● Vorliegender Text:
:::

Tetramer sind dabei Makromoleküle, die aus vier gleichartigen Bausteinen, genauer aus Monomeren, bestehen. Das Enzym gehört als eines der wichtigsten zum Purinstoffwechsel der Eukaryoten, reagiert empfindlich auf Genveränderungen und kann beim Menschen Abweichungen durch Genmutation bewirken, die sich in bestimmten Stoffwechselerkrankungen ausdrücken. Solche sind z. B. das Lesch-Nyhan- und das Kelley-Seegmiller-Syndrom.

Funktion, Wirkung & Aufgaben

Das Enzym Hypoxanthin-Guanin-Phosphoribosyltransferase steigert den Purinstoffwechsel und dessen energetische Wirkkraft.

Dieser beruht auf Purinbasen, wobei es sich um Nukleinsäuren handelt, die strukturell vom Purin abgeleitet sind. Solche sind Xanthin, Hypoxanthin, Adenin und Guanin, die sich durch Wasserstoffbrücken an andere Basen anlagern. Derartige Bindungen haben einen großen Einfluss auf die DNA-Doppelhelix und –Replikation und spielen eine Rolle bei der Proteinbiosynthese.

Purinbasen können durch zwei Enzyme wiederverwertet werden. Neben der Hypoxanthin-Guanin-Phosphoribosyltransferase ist das die Adenin-Phosphoribosyltransferase. Beide bilden durch einen Phosphoribosylrest ein Nucleotid, das wiederum sowohl bei der DNA als auch der RNA ein Grundbaustein von Nukleinsäuren ist. Das Molekül besteht aus Zucker, Base und Phosphat und steuert regulatorisch lebenswichtige Funktionen in den Zellen. Beim Aufbau wird ATP eingespart und die Harnsäurebildung reduziert.

Werden Purinbasen wiederverwertet, wird vom Salvage-Pathway gesprochen. Das ist eine allgemeine Bezeichnung für Stoffwechselwege, bei denen aus Abbauprodukten eine Biomolekülsynthese entsteht. Der Organismus vollzieht hier ein körpereigenes Recycling, wobei etwa neunzig Prozent der Purinbasen wiederverwertet und zehn Prozent tatsächlich ausgeschieden werden. Das zeigt die Effizienz der Purinbasenwiederverwertung und die Wichtigkeit der Hypoxanthin-Guanin-Phosphoribosyltransferase.

Bildung, Vorkommen, Eigenschaften & optimale Werte

Kommt es nun zu Mutationen am HPRT-Gen, können sich die Größe und die Aminosäuren verändern. Das kann der Einbau von zusätzlichen DNA-Sequenzen oder Nukleotiden sein, was wiederum zu einer fehlerhaften Herstellung des Genprodukts führt, das auf dem jeweiligen Gen codiert ist, oder sogar zum Löschen der gesamten Sequenz. Ist z. B. die Aminosäuresequenz verändert, entstehen Krankheiten wie Gicht.

:::

● Untersuchtes Material:
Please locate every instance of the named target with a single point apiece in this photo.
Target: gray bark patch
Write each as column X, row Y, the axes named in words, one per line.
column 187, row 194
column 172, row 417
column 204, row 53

:::

Welcher Anteil der Purinbasen wird laut dem Text über die Hypoxanthin-Guanin-Phosphoribosyltransferase beim Salvage-Pathway wiederverwertet?

● Lösung:
Etwa neunzig Prozent der Purinbasen werden wiederverwertet.